• **Stated problem**
In the part of the records that opens with the line containing "Exercise. Point out every instance of the black" and closes with the line containing "point(267, 220)", change "black cap" to "dark cap" and reproduce those lines with nothing else altered.

(Pointing dataset records)
-.-.-

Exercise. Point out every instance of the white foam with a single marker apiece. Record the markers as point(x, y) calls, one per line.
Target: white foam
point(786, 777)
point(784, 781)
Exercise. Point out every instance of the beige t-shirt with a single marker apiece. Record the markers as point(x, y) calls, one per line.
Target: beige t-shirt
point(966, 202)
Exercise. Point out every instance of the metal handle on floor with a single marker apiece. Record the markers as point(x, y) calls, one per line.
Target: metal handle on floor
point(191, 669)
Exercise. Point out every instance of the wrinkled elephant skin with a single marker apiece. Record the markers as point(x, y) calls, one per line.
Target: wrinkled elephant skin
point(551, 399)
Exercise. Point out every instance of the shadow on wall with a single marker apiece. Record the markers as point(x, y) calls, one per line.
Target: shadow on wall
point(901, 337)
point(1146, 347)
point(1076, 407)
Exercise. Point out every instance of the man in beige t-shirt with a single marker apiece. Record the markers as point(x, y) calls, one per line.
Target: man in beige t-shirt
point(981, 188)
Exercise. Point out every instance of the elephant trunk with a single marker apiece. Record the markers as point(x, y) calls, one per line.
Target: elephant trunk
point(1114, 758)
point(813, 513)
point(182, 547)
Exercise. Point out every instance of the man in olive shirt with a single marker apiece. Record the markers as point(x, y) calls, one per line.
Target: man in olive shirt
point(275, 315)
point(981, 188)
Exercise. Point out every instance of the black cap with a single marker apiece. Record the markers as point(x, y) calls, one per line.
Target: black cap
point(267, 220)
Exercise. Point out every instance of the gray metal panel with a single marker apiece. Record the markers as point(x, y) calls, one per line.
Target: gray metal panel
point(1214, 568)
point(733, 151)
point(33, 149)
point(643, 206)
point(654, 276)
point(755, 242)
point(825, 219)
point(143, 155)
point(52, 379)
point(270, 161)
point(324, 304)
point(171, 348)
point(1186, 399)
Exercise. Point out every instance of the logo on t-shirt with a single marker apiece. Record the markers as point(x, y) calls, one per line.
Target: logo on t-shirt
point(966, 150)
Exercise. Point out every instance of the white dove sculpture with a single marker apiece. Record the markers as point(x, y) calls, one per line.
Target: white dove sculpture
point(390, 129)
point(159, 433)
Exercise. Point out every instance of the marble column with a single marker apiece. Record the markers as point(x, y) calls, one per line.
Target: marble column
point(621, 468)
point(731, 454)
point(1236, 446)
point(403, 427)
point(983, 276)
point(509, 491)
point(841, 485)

-.-.-

• **Output of the task**
Exercise. Point out every instance of the dark cap with a single marker apiece. Record the markers as point(x, y) calls, one per line.
Target: dark cap
point(267, 220)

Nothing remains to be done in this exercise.